◆ Reading text ◆
▽

Carrie Coon gif The Leftovers Season 3

“Don’t Be Ridiculous”

The Story: After a taxing business trip, Nora (Carrie Coon) stops by Erika’s (Regina King) house and breaks down while explaining why she got a mysterious new tattoo of the Wu-Tang Clan symbol — and why she broke her arm because of it.

Why It Works: The short answer is “Carrie Coon.” For the long answer, we go to the master of long answers, Mr. Lindelof.

“When you have actors on the level that we do, the telling of the story becomes more compelling in many ways than just showing it,” Lindelof said. “We write these episodes highly collaboratively. Before the writers go off to write their drafts, we are in a room surrounded by white boards and […] you just build it in the room. You understand that in the editing room, you’re going to lose a chunk that felt essential on the page, but the performance now elevates the writing to the point that we don’t need [it].”

From directing standpoint, Mimi Leder knows just how to balance the emotion of a scene like this.

“If the actors became too emotional, it would almost take you out of it a little bit,” executive producer Mimi Leder said. “So bringing an actor in and sitting on the emotion is often much more fulfilling than letting it all out.”

When asked about the scene, Coon provided a three-step process to reaching that tricky middle-ground.

△

◆ Dataset extract ◆
▽

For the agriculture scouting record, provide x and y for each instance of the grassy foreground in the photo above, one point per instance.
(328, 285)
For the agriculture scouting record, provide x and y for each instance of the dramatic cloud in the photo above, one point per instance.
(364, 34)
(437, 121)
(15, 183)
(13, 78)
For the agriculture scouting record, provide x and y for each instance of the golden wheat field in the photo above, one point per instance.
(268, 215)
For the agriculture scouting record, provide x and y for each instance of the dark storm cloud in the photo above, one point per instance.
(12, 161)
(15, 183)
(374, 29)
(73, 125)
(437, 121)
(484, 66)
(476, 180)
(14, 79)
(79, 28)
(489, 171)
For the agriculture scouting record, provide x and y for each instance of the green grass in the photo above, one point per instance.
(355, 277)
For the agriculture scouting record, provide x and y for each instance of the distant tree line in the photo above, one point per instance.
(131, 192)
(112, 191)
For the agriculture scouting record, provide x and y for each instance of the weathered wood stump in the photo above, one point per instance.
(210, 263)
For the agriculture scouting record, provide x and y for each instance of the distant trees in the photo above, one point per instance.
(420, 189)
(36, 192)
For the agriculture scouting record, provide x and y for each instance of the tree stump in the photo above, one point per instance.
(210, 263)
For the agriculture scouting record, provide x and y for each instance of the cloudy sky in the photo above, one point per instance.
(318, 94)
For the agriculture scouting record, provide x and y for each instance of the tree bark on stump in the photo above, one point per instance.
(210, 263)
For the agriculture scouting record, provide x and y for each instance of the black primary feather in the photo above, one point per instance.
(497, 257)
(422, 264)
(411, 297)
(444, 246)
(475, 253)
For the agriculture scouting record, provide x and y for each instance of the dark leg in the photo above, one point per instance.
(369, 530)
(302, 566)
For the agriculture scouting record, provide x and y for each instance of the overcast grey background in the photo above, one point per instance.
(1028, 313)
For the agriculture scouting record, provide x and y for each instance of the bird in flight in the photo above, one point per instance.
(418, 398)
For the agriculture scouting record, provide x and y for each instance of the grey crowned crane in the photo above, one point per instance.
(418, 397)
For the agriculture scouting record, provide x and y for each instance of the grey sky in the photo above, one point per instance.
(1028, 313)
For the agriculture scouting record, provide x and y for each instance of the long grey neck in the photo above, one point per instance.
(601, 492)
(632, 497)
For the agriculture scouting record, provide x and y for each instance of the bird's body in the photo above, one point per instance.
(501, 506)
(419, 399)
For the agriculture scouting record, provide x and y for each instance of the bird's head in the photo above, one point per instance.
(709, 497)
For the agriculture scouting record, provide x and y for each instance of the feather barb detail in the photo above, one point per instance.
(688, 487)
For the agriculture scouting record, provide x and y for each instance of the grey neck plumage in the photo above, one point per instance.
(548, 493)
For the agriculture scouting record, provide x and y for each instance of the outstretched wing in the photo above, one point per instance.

△

◆ What you need to do ◆
1 > In the text about the Leftovers scene, what symbol does Nora's new tattoo show?
2 > Rework the text about the Leftovers scene from "Carrie Coon gif" to "answers, Mr. Lindelof.", with "business trip" replaced by "work trip".
3 > Write what comes next in the text about the Leftovers scene, starting after its last sentence.

◆ Final answers ◆
1 > The Wu-Tang Clan symbol.

2 >
Carrie Coon gif The Leftovers Season 3

“Don’t Be Ridiculous”

The Story: After a taxing work trip, Nora (Carrie Coon) stops by Erika’s (Regina King) house and breaks down while explaining why she got a mysterious new tattoo of the Wu-Tang Clan symbol — and why she broke her arm because of it.

Why It Works: The short answer is “Carrie Coon.” For the long answer, we go to the master of long answers, Mr. Lindelof.

3 >
“First, you have to be very solidly off-book,” Coon said. “You have to be as memorized as you can be so you’re not thinking about the lines. The second thing is that you have an actor like Regina King across from you, who you know is going to be present and listening. Speaking into listening is so much easier. The third thing, I guess, is breathing. You just have to stay present to what’s right in front of you.”

“With those three things, you can relax into your body and then let your imagination do the work for you — I guess,” Coon said, with a laugh. “The process is mysterious.”

Less mysterious is the motivation behind the story.

“People are telling stories for a reason,” Perrotta said. “There are dramatic stakes within the storytelling. For Nora, we’ve been watching her under huge pressure, and that’s the moment when she breaks — telling that story to Erika. So, in that sense, the stories are anti-dramatic in the sense that we’re not showing, we’re telling, but they’re in contexts that are dramatic.”

The Leftovers Season 3 Episode 3 Lindsay Duncan

“Crazy Whitefella Thinking”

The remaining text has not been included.